Detection annotation records:
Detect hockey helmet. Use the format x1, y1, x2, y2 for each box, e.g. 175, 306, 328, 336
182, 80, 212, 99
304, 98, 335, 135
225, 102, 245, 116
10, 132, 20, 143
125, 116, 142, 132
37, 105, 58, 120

Task brief:
Reproduce every line of the entries above, keeping the request lines and their sample coordinates as they are. Scale each box coordinate in the answers by 2.35, rounding to whole numbers with halves rounded up.

Solution for this task:
Detect hockey helmet. Use the format x1, y1, x2, y2 for each box, e.g. 175, 306, 328, 336
428, 188, 498, 233
714, 230, 787, 317
529, 240, 576, 273
24, 310, 47, 336
294, 273, 334, 310
87, 247, 136, 282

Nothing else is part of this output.